(Collected data entries)
= Beginning of Section =

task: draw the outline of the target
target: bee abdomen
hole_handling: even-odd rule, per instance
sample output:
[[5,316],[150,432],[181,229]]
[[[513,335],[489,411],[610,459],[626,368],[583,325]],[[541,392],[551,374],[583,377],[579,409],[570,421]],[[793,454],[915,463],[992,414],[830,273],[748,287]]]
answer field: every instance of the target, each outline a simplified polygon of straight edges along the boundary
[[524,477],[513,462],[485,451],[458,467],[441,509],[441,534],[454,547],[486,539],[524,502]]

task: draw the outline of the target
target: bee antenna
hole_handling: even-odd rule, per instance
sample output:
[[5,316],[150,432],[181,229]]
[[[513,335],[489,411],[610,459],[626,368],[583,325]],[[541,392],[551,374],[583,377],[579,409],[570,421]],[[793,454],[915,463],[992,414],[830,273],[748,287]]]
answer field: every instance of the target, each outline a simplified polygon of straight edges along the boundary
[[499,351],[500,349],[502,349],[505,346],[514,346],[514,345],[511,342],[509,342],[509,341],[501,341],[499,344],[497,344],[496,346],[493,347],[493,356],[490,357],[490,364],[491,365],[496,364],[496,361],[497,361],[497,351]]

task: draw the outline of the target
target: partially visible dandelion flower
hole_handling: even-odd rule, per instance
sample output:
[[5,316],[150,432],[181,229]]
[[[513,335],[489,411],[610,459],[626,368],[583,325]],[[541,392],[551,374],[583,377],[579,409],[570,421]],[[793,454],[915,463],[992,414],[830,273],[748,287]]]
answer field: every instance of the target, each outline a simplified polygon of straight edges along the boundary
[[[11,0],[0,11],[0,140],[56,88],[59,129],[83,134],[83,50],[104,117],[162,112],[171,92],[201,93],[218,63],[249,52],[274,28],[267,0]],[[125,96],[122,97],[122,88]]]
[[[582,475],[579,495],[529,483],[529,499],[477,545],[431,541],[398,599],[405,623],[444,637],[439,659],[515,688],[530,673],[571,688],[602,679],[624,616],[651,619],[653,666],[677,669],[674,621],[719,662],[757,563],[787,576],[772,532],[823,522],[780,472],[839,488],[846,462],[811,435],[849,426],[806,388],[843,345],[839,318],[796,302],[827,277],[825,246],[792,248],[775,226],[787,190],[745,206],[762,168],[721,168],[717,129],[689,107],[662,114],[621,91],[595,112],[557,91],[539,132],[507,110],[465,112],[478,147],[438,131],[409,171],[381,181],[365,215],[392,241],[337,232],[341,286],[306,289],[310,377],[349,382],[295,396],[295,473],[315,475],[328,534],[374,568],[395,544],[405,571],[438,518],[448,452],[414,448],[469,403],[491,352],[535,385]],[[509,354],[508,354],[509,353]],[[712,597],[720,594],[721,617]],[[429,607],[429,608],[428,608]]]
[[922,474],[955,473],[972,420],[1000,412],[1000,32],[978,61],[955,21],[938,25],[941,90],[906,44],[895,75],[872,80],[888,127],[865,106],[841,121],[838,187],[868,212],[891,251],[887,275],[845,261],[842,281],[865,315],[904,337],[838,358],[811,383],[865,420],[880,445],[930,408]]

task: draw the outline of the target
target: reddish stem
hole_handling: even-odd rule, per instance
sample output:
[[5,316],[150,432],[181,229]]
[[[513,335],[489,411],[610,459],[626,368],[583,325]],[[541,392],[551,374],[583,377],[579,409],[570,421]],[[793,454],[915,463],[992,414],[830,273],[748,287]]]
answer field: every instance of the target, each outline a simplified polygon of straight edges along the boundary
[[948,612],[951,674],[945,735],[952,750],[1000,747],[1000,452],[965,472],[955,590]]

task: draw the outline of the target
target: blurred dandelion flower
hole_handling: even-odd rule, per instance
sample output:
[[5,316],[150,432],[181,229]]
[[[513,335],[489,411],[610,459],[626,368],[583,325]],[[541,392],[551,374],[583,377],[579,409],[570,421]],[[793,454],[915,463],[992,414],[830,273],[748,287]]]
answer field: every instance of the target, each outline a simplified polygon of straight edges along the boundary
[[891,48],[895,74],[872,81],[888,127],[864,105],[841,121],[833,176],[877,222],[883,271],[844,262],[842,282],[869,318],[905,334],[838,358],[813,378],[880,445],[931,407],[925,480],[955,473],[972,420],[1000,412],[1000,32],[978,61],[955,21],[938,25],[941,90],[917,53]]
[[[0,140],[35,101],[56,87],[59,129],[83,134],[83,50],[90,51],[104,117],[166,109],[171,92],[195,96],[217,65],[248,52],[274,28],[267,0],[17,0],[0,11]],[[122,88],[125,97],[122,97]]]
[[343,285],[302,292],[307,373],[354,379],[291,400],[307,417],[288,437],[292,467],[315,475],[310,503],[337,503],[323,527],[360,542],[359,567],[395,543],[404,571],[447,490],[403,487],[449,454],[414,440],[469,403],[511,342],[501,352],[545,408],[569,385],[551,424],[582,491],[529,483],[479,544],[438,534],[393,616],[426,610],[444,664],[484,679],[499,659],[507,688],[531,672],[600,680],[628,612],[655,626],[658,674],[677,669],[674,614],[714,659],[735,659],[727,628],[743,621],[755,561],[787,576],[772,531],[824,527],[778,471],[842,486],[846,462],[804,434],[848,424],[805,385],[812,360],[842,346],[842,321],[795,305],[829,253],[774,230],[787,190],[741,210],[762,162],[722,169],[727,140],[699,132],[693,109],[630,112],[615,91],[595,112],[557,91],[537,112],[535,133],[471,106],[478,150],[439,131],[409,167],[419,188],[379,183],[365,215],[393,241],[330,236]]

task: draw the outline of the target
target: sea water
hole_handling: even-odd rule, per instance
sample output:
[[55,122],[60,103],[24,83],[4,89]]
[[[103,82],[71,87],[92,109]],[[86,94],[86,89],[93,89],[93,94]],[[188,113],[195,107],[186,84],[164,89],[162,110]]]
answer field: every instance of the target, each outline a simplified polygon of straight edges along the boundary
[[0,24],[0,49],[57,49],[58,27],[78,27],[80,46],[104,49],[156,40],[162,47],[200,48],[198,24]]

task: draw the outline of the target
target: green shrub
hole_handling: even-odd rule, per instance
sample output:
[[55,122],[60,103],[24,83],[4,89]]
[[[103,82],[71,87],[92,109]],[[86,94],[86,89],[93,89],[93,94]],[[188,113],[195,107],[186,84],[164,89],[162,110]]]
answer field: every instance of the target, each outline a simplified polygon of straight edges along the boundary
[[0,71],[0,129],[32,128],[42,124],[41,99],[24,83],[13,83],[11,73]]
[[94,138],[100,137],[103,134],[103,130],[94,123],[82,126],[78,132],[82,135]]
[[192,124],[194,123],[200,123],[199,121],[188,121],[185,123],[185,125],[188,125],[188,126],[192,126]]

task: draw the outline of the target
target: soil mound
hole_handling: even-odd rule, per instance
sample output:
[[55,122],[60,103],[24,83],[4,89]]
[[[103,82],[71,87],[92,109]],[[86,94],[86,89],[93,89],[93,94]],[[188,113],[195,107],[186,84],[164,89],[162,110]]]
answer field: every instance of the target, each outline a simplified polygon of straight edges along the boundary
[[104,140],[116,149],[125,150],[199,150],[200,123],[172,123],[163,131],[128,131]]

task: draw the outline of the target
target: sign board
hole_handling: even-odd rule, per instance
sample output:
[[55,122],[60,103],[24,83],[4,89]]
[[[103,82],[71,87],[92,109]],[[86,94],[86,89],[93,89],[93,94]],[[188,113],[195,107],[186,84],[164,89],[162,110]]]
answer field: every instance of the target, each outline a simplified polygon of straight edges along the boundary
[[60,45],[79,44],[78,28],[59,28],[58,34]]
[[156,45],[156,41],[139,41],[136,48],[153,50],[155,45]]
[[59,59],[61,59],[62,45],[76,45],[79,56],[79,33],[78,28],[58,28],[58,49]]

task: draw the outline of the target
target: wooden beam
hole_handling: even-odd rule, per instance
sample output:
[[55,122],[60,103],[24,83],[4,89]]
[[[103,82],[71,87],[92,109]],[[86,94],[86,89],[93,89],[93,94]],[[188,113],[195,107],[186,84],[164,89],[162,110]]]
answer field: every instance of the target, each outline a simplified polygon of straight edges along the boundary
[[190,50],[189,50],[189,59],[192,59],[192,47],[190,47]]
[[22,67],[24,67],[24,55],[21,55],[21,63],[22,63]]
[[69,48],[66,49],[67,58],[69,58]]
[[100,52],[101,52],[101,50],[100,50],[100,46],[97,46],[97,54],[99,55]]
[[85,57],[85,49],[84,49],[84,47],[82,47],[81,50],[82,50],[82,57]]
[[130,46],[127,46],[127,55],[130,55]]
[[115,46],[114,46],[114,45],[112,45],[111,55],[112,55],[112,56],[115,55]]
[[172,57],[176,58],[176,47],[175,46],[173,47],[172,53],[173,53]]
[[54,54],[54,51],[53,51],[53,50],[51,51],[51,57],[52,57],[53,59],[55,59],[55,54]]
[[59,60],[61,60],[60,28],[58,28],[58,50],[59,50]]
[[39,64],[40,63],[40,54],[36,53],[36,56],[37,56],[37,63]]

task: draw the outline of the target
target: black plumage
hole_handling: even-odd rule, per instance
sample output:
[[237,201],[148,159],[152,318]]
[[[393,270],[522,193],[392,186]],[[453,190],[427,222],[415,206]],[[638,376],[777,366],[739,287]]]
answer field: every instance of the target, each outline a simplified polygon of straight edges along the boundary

= End of Section =

EXERCISE DETAILS: Go through the entries above, and wherever a line holds the word "dandelion", copy that line.

EXERCISE RESULT:
target: partially visible dandelion flower
target: blurred dandelion flower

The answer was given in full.